Every line of the material is to be set down again without any change.

## Information

·····

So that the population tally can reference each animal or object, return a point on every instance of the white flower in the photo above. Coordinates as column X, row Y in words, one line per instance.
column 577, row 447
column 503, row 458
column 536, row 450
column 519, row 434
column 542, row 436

·····

## Answer box
So that the population tally can reference each animal or object, return a point on every instance of the white flower in the photo above. Coordinates as column X, row Y in words, one line per instance.
column 577, row 447
column 503, row 458
column 536, row 450
column 519, row 434
column 542, row 436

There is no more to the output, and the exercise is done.